:: 摘录
线程池源码解读

发表于 2022-08-12 分类于 java

线程池的在 Java并发中使用最多的一种手段，也是性能和易用性相对来说比较均衡的方式，下面我们就一起探索先线程池的原理。

线程池分配线程流程

对于线程池的使用，在这篇文章中就不过多的赘述，首先我们先看下线程池的分配线程的逻辑。

我们知道，在创建线程池的有 7 个核心的参数：

corePoolSize：核心线程数

maximumPoolSize：最大线程数

keepAliveTime：空闲线程存活时间

TimeUnit: 单位

workQueue：阻塞队列

ThreadFactory：线程工厂

RejectedExecutionHandler：拒绝策略

在这 7 个参数中，其中我们最重要的几个参数是 corePoolSize，maximumPoolSize，workQueue ，这三个参数来决定线程池主要的线程数和任务队列长度。

具体的流程图如下（图片来自网上，侵删）：

构造函数的理解

构造函数的是我们创建线程池的第一步，可以简单的看下，搞清楚内部的变量是如何赋值的。

public ThreadPoolExecutor(int corePoolSize,
                             int maximumPoolSize,
                             long keepAliveTime,
                             TimeUnit unit,
                             BlockingQueue<Runnable> workQueue,
                             ThreadFactory threadFactory,
                             RejectedExecutionHandler handler) {
       if (corePoolSize < 0 ||
           maximumPoolSize <= 0 ||
           maximumPoolSize < corePoolSize ||
           keepAliveTime < 0)
::::
:: 来源信息
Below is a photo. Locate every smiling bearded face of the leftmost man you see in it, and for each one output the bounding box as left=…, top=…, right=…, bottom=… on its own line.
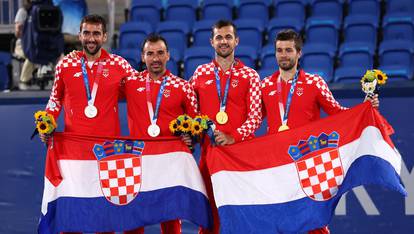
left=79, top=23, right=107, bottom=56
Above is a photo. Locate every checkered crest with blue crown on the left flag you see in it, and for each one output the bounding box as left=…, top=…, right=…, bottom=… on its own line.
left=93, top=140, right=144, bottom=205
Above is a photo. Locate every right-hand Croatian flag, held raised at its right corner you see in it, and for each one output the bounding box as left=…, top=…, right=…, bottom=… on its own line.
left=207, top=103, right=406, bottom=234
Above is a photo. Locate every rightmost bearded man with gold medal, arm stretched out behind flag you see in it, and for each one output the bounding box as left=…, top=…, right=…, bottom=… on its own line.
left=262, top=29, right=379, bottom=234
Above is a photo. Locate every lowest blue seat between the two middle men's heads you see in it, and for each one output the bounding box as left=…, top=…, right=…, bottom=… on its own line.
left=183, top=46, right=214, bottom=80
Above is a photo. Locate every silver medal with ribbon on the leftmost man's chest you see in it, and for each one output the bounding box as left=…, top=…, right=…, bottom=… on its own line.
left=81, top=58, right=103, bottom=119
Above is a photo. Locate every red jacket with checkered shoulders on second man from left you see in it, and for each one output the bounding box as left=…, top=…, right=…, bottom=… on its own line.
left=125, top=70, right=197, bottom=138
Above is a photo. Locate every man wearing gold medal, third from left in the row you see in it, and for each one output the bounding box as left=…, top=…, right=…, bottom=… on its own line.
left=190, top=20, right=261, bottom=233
::::
:: 来源信息
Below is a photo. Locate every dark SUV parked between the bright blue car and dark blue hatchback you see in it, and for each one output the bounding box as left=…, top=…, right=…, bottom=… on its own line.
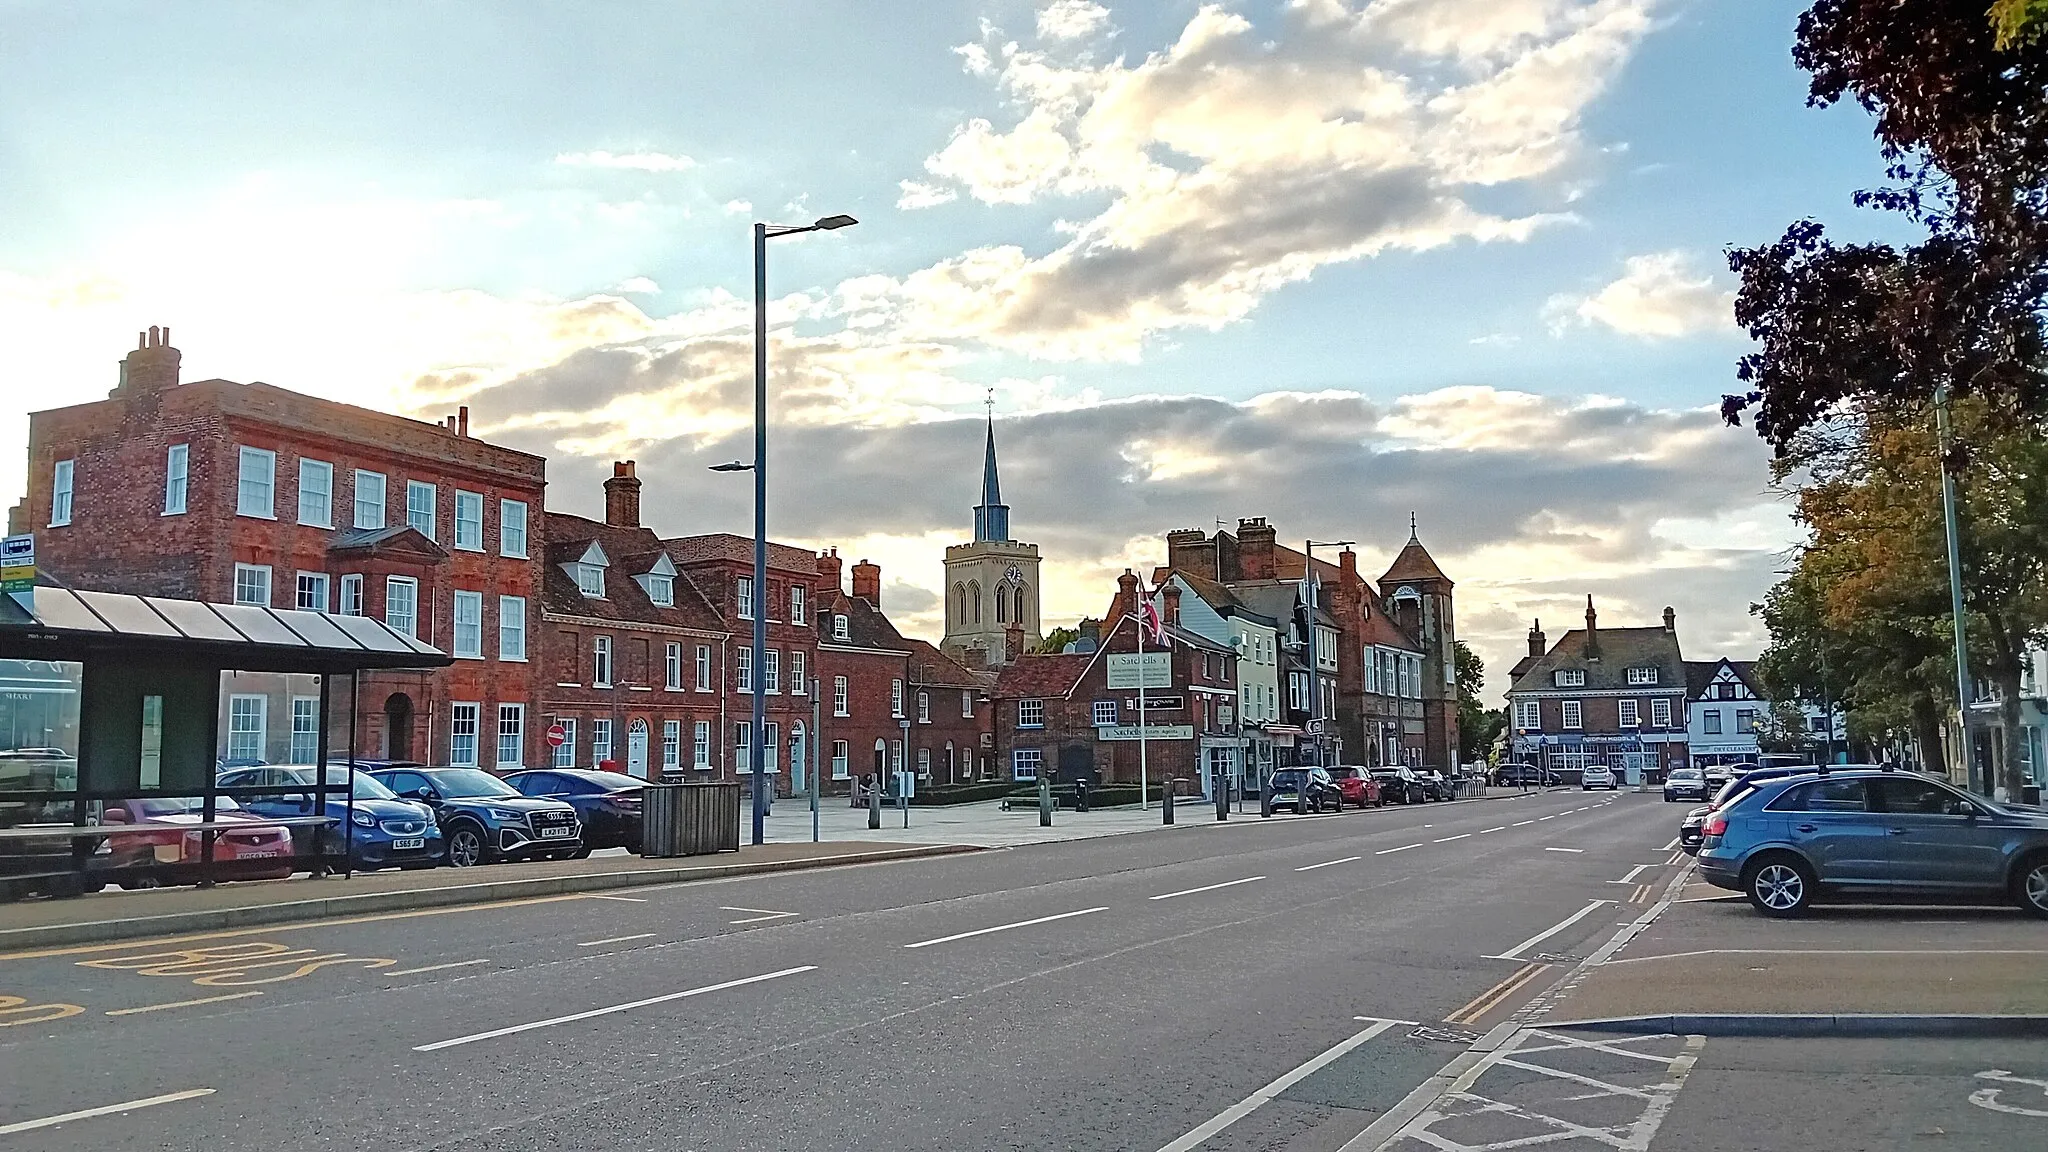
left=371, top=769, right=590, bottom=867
::::
#### 所需操作
能把前面那段讲线程池源码的摘录从头到尾一字不差地抄写一遍吗？

#### 作答区
线程池源码解读

发表于 2022-08-12 分类于 java

线程池的在 Java并发中使用最多的一种手段，也是性能和易用性相对来说比较均衡的方式，下面我们就一起探索先线程池的原理。

线程池分配线程流程

对于线程池的使用，在这篇文章中就不过多的赘述，首先我们先看下线程池的分配线程的逻辑。

我们知道，在创建线程池的有 7 个核心的参数：

corePoolSize：核心线程数

maximumPoolSize：最大线程数

keepAliveTime：空闲线程存活时间

TimeUnit: 单位

workQueue：阻塞队列

ThreadFactory：线程工厂

RejectedExecutionHandler：拒绝策略

在这 7 个参数中，其中我们最重要的几个参数是 corePoolSize，maximumPoolSize，workQueue ，这三个参数来决定线程池主要的线程数和任务队列长度。

具体的流程图如下（图片来自网上，侵删）：

构造函数的理解

构造函数的是我们创建线程池的第一步，可以简单的看下，搞清楚内部的变量是如何赋值的。

public ThreadPoolExecutor(int corePoolSize,
                             int maximumPoolSize,
                             long keepAliveTime,
                             TimeUnit unit,
                             BlockingQueue<Runnable> workQueue,
                             ThreadFactory threadFactory,
                             RejectedExecutionHandler handler) {
       if (corePoolSize < 0 ||
           maximumPoolSize <= 0 ||
           maximumPoolSize < corePoolSize ||
           keepAliveTime < 0)